#### Records supplied ####

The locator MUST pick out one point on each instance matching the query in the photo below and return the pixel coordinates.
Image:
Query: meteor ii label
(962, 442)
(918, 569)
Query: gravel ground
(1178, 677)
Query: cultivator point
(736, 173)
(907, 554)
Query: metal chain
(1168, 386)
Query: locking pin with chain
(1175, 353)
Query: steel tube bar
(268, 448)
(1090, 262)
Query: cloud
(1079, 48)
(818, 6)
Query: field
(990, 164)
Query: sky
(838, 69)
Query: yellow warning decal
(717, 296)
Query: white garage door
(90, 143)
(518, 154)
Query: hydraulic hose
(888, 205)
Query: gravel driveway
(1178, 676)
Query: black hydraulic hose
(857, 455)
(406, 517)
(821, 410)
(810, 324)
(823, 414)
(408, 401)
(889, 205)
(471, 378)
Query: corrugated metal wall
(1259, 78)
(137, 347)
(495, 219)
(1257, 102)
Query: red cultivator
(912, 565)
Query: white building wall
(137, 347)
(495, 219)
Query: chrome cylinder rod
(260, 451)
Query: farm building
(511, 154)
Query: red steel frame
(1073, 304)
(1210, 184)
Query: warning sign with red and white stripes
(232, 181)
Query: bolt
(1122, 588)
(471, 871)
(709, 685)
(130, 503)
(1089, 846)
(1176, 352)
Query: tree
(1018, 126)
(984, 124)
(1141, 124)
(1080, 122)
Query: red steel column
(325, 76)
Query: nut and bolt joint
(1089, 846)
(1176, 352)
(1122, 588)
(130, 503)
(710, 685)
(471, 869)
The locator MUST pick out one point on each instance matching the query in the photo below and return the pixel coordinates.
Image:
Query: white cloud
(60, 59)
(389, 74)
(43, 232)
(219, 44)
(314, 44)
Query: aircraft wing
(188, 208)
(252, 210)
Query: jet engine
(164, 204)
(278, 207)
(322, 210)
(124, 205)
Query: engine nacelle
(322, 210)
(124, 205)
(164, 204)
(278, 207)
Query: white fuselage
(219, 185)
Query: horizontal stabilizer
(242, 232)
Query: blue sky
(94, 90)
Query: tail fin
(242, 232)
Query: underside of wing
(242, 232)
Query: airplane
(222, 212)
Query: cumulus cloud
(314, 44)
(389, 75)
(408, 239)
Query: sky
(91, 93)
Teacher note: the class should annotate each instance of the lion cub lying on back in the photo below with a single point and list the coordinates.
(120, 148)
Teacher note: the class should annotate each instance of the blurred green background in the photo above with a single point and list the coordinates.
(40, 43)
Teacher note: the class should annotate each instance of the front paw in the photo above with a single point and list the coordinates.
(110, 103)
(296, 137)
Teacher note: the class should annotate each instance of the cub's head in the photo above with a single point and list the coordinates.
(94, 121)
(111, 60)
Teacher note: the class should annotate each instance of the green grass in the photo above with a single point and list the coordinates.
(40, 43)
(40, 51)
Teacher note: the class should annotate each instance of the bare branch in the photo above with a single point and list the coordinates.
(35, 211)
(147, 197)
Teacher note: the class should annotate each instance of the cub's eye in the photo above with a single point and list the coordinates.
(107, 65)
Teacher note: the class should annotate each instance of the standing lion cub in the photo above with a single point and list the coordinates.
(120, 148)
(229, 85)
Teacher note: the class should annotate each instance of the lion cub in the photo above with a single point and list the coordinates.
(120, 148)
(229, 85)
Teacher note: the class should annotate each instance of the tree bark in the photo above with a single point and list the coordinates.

####

Exercise prompt:
Each line above is to be copied exactly as written.

Answer to the exercise:
The locator MUST pick out one point on each instance matching the query in the photo below and return the pixel coordinates.
Image:
Query: meteor ii label
(962, 442)
(918, 569)
Query: gravel ground
(1178, 677)
Query: cultivator point
(736, 173)
(907, 554)
Query: metal chain
(1168, 386)
Query: locking pin with chain
(1175, 353)
Query: steel tube bar
(268, 448)
(1090, 262)
Query: cloud
(1079, 48)
(818, 6)
Query: field
(990, 164)
Query: sky
(838, 69)
Query: yellow warning decal
(717, 296)
Query: white garage door
(90, 143)
(518, 154)
Query: hydraulic hose
(888, 205)
Query: gravel driveway
(1178, 676)
Query: black hydraulic hose
(857, 455)
(406, 517)
(821, 410)
(810, 324)
(823, 414)
(408, 401)
(889, 205)
(471, 378)
Query: corrugated metal wall
(1259, 78)
(137, 347)
(495, 219)
(1257, 102)
Query: red cultivator
(912, 565)
Query: white building wall
(137, 347)
(495, 219)
Query: chrome cylinder rod
(260, 451)
Query: farm building
(511, 154)
Query: red steel frame
(1073, 304)
(1210, 184)
Query: warning sign with red and white stripes
(232, 181)
Query: bolt
(1122, 588)
(471, 871)
(709, 685)
(130, 503)
(1089, 846)
(1176, 352)
Query: tree
(1018, 126)
(984, 124)
(1141, 124)
(1080, 122)
Query: red steel column
(325, 76)
Query: nut and bolt joint
(1089, 846)
(1176, 352)
(1122, 588)
(130, 503)
(710, 685)
(471, 869)
The locator MUST pick out one point on each instance matching the query in the photo below and return the pixel coordinates.
Image:
Query: white cloud
(60, 59)
(389, 74)
(43, 232)
(219, 44)
(314, 44)
Query: aircraft wing
(188, 208)
(252, 210)
Query: jet engine
(164, 204)
(278, 207)
(322, 210)
(124, 205)
Query: engine nacelle
(322, 210)
(124, 205)
(164, 204)
(278, 207)
Query: white fuselage
(219, 185)
Query: horizontal stabilizer
(242, 232)
Query: blue sky
(94, 90)
Query: tail fin
(242, 232)
Query: underside of wing
(242, 232)
Query: airplane
(222, 212)
Query: cumulus cloud
(314, 44)
(389, 75)
(408, 239)
Query: sky
(91, 93)
Teacher note: the class should annotate each instance of the lion cub lying on back in the photo below with a single point and list the coordinates.
(120, 148)
Teacher note: the class should annotate each instance of the blurred green background in the photo above with a single point and list the coordinates.
(40, 43)
Teacher note: the class should annotate each instance of the front paw in the photo above with a single point and list the coordinates.
(110, 103)
(296, 137)
Teacher note: the class should annotate each instance of the cub's head in the photo above with a single point and list the coordinates.
(94, 121)
(111, 60)
Teacher note: the class should annotate each instance of the green grass in the photo above with a single point and list the coordinates.
(40, 43)
(40, 51)
Teacher note: the class should annotate each instance of the bare branch in the photo above with a single point and list the coordinates.
(35, 211)
(147, 197)
Teacher note: the class should annotate each instance of the cub's eye in the photo above with a single point and list the coordinates.
(107, 65)
Teacher note: the class should annotate each instance of the standing lion cub in the photo above with a single point and list the coordinates.
(120, 148)
(229, 85)
Teacher note: the class should annotate each instance of the lion cub in the photo above with a single point and list the coordinates.
(120, 148)
(229, 85)
Teacher note: the class should annotate each instance of the tree bark in the photo above with a single point and list the coordinates.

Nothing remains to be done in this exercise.